The exercise — The line containing "formatted like (972,415)." marks where to begin; quote it and every line after it through the end of the data, exactly as written.

Given data —
::::::::

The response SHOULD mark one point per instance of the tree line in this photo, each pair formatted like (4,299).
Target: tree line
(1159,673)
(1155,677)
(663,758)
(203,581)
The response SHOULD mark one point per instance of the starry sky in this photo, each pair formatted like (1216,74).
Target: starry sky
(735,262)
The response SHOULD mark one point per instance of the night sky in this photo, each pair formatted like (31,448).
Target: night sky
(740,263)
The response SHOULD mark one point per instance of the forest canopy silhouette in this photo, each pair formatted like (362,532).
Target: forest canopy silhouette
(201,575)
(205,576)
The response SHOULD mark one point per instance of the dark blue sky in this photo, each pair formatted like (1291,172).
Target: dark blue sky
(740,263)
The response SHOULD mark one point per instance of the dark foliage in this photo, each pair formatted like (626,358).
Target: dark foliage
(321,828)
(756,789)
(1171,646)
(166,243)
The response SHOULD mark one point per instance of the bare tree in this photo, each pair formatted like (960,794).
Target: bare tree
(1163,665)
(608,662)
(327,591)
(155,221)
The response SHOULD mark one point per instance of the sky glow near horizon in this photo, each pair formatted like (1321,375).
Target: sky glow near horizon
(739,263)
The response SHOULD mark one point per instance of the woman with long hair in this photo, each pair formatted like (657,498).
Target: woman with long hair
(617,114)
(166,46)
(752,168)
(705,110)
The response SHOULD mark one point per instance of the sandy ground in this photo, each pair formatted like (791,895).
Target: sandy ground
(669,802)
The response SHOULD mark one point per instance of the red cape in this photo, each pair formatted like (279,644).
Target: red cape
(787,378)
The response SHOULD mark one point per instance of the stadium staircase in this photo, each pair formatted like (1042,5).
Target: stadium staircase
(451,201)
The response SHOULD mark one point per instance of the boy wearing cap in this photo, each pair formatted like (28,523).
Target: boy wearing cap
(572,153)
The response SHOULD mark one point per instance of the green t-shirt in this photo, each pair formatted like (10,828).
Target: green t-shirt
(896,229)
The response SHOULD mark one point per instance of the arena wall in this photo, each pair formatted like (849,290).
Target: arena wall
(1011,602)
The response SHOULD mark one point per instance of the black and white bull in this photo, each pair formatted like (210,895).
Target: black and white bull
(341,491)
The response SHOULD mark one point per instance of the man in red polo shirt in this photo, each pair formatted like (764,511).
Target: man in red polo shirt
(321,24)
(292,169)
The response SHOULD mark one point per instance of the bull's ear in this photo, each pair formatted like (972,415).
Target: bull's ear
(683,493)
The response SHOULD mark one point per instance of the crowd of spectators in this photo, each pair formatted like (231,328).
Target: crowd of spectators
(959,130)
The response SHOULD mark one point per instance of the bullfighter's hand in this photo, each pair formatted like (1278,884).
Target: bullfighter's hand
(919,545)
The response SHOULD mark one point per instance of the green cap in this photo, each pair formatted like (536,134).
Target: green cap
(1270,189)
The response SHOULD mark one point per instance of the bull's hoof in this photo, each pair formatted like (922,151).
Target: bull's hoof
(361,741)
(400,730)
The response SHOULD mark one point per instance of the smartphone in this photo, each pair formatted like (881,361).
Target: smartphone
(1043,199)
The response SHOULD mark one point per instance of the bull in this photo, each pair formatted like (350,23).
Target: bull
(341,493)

::::::::

Exercise output —
The response SHOULD mark one point per instance of the bull's ear in this photo, each pair formatted like (972,415).
Target: bull's ear
(683,493)
The response SHOULD mark one point per instance of the crowd of spectators in this photo, each pair formatted like (231,328).
Target: crowd of spectators
(959,130)
The response SHOULD mark one point per instance of the bullfighter's hand in this photo, each pair formatted like (1278,884).
Target: bullfighter's hand
(919,545)
The response SHOULD mark one point per instance of the green cap in this photo, each pair formatted like (536,134).
Target: green cap
(1270,189)
The response SHOULD mark one point per instance of the bull's hoof in this photo, each pair formatted like (922,151).
Target: bull's hoof
(361,741)
(400,730)
The response SHOULD mark one point per instance of the smartphone in this photo, each pair formatted like (881,361).
Target: smartphone
(1043,199)
The response SHOULD mark one point per instance of the bull in this photo, each pair formatted like (350,23).
Target: bull
(341,493)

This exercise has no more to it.